- [Task prompt]:
Send each entry back exactly as given, pictures excluded.

- [Material]:
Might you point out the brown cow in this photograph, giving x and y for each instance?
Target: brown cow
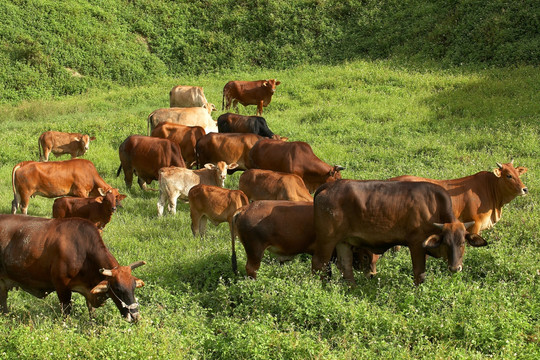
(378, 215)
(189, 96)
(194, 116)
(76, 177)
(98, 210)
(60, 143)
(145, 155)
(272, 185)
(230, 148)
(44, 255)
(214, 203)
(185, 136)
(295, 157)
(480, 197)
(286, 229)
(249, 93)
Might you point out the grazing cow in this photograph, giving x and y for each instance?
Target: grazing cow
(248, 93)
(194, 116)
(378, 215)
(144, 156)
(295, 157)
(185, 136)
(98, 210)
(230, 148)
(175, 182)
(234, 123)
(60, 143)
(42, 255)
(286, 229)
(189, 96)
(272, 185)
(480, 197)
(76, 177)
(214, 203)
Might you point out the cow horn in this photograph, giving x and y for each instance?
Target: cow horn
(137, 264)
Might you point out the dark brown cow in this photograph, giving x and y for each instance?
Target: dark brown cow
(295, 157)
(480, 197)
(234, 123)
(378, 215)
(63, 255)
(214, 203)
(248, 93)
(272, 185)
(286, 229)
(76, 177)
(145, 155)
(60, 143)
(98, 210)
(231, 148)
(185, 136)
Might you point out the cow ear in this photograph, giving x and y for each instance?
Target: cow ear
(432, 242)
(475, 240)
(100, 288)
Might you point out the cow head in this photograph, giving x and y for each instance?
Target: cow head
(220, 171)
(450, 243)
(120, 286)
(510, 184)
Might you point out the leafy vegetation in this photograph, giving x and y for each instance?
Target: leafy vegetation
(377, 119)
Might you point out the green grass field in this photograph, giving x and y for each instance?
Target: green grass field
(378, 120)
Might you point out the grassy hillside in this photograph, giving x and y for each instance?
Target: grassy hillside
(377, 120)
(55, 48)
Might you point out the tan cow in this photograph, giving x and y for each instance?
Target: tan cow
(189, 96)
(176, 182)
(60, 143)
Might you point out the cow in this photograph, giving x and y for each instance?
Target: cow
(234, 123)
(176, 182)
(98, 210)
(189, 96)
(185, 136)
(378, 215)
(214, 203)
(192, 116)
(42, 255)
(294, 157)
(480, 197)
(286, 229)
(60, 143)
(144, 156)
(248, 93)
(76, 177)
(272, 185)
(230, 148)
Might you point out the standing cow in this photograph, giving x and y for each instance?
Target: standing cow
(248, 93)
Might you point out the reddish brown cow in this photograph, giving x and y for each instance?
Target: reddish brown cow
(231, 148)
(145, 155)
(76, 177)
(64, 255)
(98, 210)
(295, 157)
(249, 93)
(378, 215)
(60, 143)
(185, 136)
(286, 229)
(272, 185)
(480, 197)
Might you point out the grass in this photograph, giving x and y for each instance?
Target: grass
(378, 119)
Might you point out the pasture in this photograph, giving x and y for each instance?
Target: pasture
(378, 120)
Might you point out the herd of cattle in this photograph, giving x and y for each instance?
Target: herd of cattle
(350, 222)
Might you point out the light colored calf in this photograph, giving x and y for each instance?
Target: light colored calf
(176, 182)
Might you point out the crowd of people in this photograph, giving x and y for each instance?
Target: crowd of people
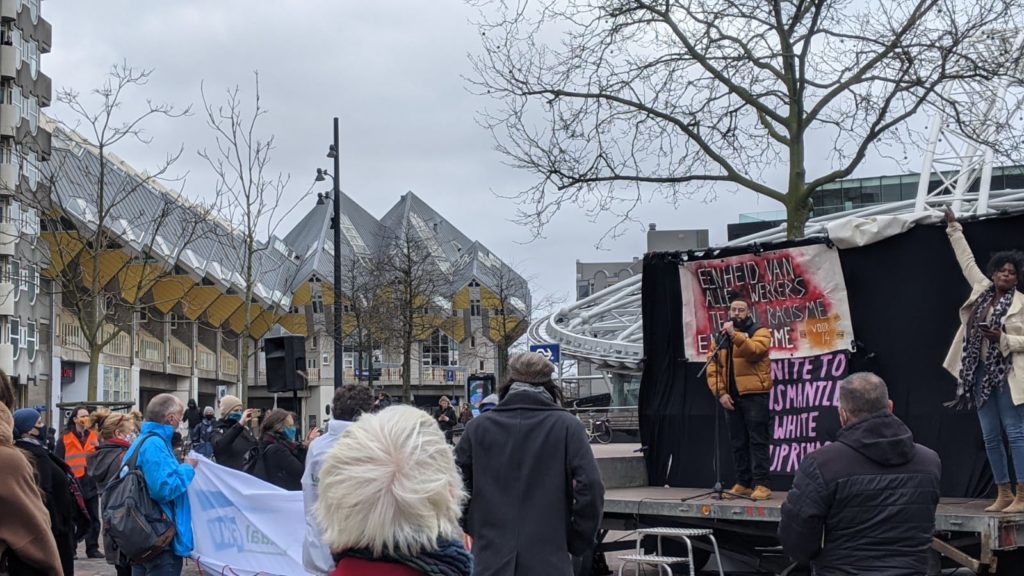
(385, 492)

- [Exercise output]:
Might you point out the brown cow in this photograph, giving x and y for each instance?
Target: brown cow
(378, 215)
(189, 96)
(194, 116)
(76, 177)
(98, 210)
(60, 143)
(145, 155)
(272, 185)
(230, 148)
(44, 255)
(214, 203)
(185, 136)
(295, 157)
(480, 197)
(286, 229)
(249, 93)
Might you point out the grazing cow in this photograph, giving x and y for each instance?
Target: grazing cow
(248, 93)
(194, 116)
(378, 215)
(144, 156)
(295, 157)
(185, 136)
(98, 210)
(230, 148)
(175, 182)
(234, 123)
(60, 143)
(42, 255)
(286, 229)
(189, 96)
(272, 185)
(480, 197)
(76, 177)
(214, 203)
Might you point out the cow horn in this photograph, giving x and y for each instance?
Target: cow horn
(137, 264)
Might you point out the dark brown cow in this photograph, giving x and y for each instance?
Target: dark brown cow
(295, 157)
(480, 197)
(234, 123)
(378, 215)
(63, 255)
(214, 203)
(248, 93)
(272, 185)
(286, 229)
(76, 177)
(145, 155)
(60, 143)
(98, 210)
(231, 148)
(185, 136)
Might you point out the cow ear in this photograph, giving x and y for each instance?
Target: cow ear
(432, 242)
(475, 240)
(100, 288)
Might you point out the cow head in this photograph, giving x and y for each instance?
Target: cow head
(220, 171)
(450, 243)
(120, 286)
(510, 184)
Might you point out the leafy vegetation in this photograph, giving x and y for each instance?
Target: leafy vegetation
(377, 119)
Might you point out the green grass field in this photograph, giving x and y for each instance?
Target: green grass field
(378, 120)
Might you point out the grassy hillside in this photograph, giving x and y for each instance?
Target: grassy hillside
(377, 120)
(55, 48)
Might you point out the tan cow in this photograph, giving x and y for each instance?
Target: tan cow
(189, 96)
(176, 182)
(60, 143)
Might you point out the cow in this photograph, giving x and y for each instance?
Target: cow
(234, 123)
(176, 182)
(98, 210)
(189, 96)
(185, 136)
(378, 215)
(214, 203)
(192, 116)
(42, 255)
(294, 157)
(480, 197)
(286, 229)
(60, 143)
(144, 156)
(248, 93)
(76, 177)
(272, 185)
(230, 148)
Might you point out the standing cow in this photograph, giving x and y for each instance?
Target: standing cow
(248, 93)
Might you point out the reddish brown cow in this photograph, giving x and y for each instance?
Target: reddish brown cow
(231, 148)
(145, 155)
(76, 177)
(64, 255)
(98, 210)
(295, 157)
(249, 93)
(378, 215)
(60, 143)
(185, 136)
(286, 229)
(272, 185)
(480, 197)
Might you point out the grass in this photograph, giving x and y for each instance?
Target: grass
(378, 119)
Might you point out the pasture in this photograph, giving x and y for each instance?
Target: pasture
(378, 120)
Might you point out the herd of cattle in this photograph, giving x and y for each instance?
Target: herd of cattle
(350, 222)
Might you point out the light colored calf in this photograph, giving x and y for each instance?
Target: light colored calf
(176, 182)
Might you point out the crowd of people in this photograph, giving x and y for each instance?
Target: crowd of people
(385, 492)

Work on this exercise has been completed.